**Task brief**
Only the lines below between the ones containing "Query: shadow on grass" and "x=379, y=242", inclusive, are to be reproduced, each exactly as it stands.

*** Entries provided ***

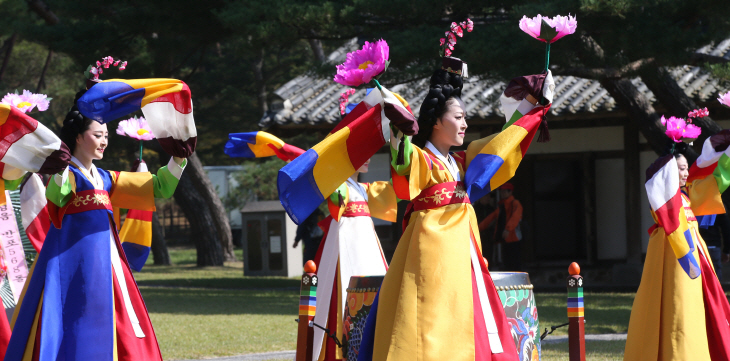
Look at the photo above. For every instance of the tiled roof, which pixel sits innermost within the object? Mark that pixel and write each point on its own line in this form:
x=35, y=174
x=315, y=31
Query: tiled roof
x=309, y=100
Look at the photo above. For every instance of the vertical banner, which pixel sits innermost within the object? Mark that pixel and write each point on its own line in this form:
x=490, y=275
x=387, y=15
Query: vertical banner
x=12, y=247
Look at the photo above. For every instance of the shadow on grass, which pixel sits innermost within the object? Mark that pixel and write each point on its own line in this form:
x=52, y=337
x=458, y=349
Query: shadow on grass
x=220, y=302
x=604, y=312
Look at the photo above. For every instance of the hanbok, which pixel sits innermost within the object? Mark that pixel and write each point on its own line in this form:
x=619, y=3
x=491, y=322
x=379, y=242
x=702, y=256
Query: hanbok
x=350, y=248
x=81, y=301
x=680, y=311
x=438, y=301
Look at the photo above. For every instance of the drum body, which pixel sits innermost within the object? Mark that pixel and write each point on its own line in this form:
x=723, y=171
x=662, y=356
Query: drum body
x=360, y=296
x=518, y=300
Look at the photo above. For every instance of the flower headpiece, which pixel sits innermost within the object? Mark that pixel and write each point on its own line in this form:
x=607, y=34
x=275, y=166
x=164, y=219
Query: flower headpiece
x=27, y=101
x=135, y=128
x=93, y=71
x=457, y=30
x=548, y=30
x=362, y=66
x=724, y=99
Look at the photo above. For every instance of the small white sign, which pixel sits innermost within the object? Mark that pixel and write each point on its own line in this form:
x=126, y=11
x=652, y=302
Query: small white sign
x=275, y=244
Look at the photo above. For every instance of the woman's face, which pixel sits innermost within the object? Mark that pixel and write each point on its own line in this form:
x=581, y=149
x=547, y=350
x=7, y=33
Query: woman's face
x=451, y=127
x=91, y=143
x=683, y=170
x=364, y=168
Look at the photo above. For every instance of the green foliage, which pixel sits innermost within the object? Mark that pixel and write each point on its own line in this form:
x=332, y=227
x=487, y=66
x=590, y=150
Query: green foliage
x=234, y=53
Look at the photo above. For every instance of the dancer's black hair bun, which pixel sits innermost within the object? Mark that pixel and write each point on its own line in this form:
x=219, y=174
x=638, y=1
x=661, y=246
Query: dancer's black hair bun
x=446, y=83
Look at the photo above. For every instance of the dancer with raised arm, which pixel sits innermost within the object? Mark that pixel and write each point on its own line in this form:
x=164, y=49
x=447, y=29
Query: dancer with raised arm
x=680, y=311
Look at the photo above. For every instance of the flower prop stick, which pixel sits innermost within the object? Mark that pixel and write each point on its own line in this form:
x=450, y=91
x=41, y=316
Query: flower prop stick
x=362, y=66
x=548, y=30
x=136, y=128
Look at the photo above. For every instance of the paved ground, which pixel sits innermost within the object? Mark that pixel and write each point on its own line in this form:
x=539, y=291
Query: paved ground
x=289, y=355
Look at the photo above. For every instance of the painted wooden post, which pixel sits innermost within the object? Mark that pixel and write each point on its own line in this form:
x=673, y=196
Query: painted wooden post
x=576, y=326
x=307, y=307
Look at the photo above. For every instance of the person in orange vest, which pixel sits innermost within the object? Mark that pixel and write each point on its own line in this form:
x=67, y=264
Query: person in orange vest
x=507, y=231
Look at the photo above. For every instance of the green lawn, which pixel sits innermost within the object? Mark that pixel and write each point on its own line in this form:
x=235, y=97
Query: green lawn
x=216, y=311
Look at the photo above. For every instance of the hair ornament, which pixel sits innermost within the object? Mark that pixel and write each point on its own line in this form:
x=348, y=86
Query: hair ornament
x=95, y=70
x=448, y=42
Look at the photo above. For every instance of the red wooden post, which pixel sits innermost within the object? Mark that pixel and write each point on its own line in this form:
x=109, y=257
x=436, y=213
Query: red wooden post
x=307, y=307
x=576, y=325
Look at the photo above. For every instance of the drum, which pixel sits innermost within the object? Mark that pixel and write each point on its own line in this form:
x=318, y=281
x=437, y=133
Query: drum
x=360, y=296
x=518, y=300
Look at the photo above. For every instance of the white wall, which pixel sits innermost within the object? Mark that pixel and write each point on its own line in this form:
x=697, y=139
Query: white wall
x=580, y=140
x=610, y=209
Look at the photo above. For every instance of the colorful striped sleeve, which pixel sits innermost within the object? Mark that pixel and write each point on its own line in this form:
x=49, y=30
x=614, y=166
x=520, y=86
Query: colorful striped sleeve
x=665, y=198
x=61, y=188
x=708, y=178
x=382, y=200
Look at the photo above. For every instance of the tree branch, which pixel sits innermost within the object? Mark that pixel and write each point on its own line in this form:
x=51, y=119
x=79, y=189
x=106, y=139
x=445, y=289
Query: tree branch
x=42, y=9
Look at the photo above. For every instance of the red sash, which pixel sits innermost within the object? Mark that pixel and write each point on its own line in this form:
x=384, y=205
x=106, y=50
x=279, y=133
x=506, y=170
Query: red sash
x=89, y=200
x=357, y=209
x=436, y=196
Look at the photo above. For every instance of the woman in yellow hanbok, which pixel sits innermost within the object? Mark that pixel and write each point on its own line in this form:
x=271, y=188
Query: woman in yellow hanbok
x=680, y=311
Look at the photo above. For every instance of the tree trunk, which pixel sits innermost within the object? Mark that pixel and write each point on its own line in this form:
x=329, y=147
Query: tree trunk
x=196, y=210
x=677, y=102
x=640, y=111
x=159, y=248
x=258, y=72
x=317, y=50
x=220, y=222
x=42, y=79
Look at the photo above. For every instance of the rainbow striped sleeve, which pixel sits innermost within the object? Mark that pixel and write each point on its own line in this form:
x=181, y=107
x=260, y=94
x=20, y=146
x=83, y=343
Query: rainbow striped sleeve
x=304, y=183
x=708, y=178
x=166, y=103
x=260, y=145
x=665, y=198
x=493, y=160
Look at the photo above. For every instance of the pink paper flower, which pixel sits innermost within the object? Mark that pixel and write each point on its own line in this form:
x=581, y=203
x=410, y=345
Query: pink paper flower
x=361, y=66
x=698, y=113
x=724, y=99
x=136, y=128
x=27, y=101
x=563, y=25
x=678, y=129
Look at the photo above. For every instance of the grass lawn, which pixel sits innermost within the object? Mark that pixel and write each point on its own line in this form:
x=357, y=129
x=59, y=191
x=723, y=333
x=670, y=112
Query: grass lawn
x=215, y=311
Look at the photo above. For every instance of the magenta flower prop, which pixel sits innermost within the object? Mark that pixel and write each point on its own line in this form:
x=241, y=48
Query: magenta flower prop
x=27, y=101
x=93, y=71
x=678, y=129
x=548, y=30
x=361, y=66
x=724, y=99
x=448, y=42
x=136, y=128
x=698, y=113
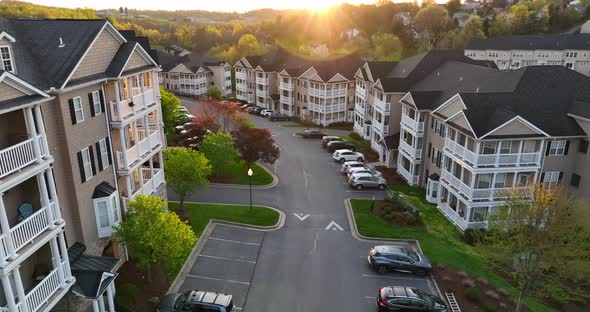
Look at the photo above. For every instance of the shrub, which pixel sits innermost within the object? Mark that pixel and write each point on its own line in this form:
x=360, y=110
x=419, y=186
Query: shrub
x=472, y=294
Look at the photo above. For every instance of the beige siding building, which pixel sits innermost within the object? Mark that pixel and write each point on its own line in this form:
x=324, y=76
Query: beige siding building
x=81, y=135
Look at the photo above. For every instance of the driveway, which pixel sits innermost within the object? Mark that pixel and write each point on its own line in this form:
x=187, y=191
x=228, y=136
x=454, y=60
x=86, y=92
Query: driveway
x=313, y=263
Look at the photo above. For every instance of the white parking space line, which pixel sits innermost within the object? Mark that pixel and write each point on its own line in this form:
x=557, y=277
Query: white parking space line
x=233, y=241
x=217, y=279
x=230, y=259
x=394, y=277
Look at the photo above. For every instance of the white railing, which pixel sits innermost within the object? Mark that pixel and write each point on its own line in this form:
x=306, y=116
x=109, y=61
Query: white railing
x=18, y=156
x=132, y=105
x=415, y=126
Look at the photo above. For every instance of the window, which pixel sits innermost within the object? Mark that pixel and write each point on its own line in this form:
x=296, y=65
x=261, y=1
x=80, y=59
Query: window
x=107, y=213
x=6, y=59
x=557, y=147
x=575, y=180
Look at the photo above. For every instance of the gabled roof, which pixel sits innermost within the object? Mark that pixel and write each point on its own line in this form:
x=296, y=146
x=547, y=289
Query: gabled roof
x=533, y=42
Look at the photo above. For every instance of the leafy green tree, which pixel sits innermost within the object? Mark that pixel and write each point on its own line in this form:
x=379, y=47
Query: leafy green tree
x=185, y=170
x=170, y=106
x=153, y=234
x=219, y=150
x=534, y=237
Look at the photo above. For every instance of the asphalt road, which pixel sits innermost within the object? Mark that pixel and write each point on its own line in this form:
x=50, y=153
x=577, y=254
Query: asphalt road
x=304, y=266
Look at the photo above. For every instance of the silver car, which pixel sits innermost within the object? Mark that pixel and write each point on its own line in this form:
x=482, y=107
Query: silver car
x=367, y=180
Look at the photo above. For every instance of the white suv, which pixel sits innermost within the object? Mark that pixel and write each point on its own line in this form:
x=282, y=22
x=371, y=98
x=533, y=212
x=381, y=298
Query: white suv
x=347, y=155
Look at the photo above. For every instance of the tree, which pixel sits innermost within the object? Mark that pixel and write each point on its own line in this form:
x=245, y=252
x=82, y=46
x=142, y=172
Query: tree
x=154, y=235
x=170, y=106
x=185, y=170
x=432, y=22
x=219, y=150
x=255, y=144
x=534, y=237
x=214, y=93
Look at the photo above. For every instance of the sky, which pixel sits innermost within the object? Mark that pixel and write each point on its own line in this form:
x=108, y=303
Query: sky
x=208, y=5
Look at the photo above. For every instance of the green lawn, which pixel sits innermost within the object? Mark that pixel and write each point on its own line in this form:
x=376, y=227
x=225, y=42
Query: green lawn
x=200, y=214
x=439, y=239
x=238, y=171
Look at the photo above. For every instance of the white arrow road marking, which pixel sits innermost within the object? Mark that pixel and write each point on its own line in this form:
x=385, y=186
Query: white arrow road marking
x=301, y=216
x=334, y=227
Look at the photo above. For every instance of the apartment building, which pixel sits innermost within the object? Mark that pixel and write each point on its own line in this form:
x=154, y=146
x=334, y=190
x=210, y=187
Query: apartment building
x=192, y=74
x=476, y=132
x=322, y=91
x=513, y=52
x=81, y=134
x=379, y=88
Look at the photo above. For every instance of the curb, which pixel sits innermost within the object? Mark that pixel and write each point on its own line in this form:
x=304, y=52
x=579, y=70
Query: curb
x=190, y=260
x=275, y=181
x=358, y=236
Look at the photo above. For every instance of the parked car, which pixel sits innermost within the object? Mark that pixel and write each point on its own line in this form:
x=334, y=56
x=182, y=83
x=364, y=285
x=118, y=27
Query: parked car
x=336, y=145
x=266, y=112
x=344, y=155
x=351, y=164
x=312, y=134
x=196, y=300
x=366, y=180
x=330, y=138
x=401, y=298
x=278, y=116
x=393, y=257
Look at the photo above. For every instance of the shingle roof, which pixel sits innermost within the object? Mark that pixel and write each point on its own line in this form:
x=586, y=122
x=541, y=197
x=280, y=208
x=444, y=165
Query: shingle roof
x=532, y=42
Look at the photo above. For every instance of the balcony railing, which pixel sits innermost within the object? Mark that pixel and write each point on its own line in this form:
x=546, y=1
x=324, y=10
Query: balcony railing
x=18, y=156
x=138, y=150
x=517, y=159
x=415, y=126
x=25, y=232
x=133, y=104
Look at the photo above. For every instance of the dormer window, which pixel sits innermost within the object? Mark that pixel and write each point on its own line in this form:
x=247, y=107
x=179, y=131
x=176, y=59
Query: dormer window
x=6, y=59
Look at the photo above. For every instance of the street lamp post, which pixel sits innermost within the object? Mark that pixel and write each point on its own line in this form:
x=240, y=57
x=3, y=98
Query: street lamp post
x=250, y=173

*** End of Entries provided ***

**Response to this task**
Query: shadow on grass
x=220, y=302
x=604, y=312
Look at the photo above. For every instance of the hanbok, which pixel sits innermost within the object? Mark that pixel and write each point on its own line in this form:
x=619, y=3
x=491, y=322
x=379, y=242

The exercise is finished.